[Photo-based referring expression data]
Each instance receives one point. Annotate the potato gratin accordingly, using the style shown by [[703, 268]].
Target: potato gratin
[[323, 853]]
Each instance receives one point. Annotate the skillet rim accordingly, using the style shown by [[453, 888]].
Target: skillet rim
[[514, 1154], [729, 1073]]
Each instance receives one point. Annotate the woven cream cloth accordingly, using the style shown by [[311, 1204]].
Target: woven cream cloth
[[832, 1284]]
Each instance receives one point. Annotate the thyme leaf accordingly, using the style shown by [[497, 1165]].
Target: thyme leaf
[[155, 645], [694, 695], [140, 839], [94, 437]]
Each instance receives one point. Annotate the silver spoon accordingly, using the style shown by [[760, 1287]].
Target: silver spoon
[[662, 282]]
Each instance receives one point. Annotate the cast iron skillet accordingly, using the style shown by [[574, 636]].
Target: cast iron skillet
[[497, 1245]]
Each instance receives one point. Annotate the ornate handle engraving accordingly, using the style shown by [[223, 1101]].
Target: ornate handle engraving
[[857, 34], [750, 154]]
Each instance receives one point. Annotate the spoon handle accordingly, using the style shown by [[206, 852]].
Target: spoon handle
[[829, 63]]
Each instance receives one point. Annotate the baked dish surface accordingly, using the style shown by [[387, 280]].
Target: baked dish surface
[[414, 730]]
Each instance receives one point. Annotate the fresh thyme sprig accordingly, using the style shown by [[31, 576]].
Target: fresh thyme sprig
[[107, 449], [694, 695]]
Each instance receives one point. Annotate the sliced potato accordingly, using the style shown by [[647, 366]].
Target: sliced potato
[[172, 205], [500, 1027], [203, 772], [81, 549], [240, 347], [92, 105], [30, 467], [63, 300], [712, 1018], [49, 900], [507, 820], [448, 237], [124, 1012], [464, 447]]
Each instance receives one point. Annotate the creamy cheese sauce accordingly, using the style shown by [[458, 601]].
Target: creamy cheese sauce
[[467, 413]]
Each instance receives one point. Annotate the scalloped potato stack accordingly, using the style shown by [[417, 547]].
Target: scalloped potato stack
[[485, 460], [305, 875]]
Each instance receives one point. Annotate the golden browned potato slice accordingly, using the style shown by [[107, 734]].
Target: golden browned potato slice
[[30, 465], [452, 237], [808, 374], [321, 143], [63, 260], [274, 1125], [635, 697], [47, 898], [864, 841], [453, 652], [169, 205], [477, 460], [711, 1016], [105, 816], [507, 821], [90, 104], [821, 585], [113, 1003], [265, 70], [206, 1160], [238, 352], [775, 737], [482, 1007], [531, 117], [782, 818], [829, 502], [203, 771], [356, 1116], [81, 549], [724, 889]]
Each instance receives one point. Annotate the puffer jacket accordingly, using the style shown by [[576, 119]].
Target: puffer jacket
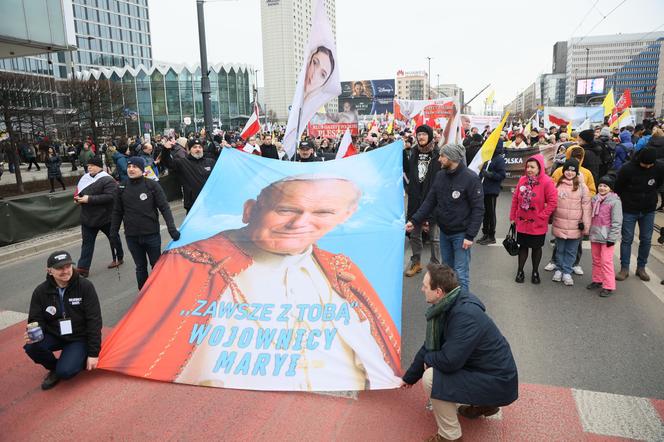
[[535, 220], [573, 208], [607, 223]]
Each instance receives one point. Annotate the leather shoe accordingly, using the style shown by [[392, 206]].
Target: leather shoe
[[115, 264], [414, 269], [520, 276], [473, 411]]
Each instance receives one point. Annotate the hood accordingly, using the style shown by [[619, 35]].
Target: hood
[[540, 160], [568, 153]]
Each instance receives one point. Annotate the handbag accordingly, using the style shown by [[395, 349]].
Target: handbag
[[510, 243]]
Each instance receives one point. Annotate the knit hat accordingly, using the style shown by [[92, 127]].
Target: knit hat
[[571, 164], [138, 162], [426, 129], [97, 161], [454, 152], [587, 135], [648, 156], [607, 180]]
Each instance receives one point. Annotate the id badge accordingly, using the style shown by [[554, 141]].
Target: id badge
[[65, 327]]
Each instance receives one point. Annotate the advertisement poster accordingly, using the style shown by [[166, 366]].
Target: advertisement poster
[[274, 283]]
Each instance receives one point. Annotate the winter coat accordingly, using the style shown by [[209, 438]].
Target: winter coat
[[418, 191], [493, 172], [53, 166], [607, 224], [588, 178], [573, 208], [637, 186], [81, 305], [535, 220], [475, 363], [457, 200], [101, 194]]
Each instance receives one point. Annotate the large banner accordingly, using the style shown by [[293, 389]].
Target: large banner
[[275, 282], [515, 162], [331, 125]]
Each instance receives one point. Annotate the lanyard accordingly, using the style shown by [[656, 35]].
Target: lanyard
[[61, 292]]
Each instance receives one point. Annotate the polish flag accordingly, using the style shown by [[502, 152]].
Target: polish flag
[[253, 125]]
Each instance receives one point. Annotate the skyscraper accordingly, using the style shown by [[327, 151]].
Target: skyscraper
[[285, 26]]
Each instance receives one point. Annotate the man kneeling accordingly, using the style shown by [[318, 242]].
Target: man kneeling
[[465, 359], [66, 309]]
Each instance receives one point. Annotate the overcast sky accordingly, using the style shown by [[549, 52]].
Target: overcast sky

## Exercise instructions
From the lines above, copy those that contain the word "overcast".

## Response to this exercise
Each instance receives one point. Annotate the overcast sky accordingly, using the style shown by [[549, 52]].
Target: overcast sky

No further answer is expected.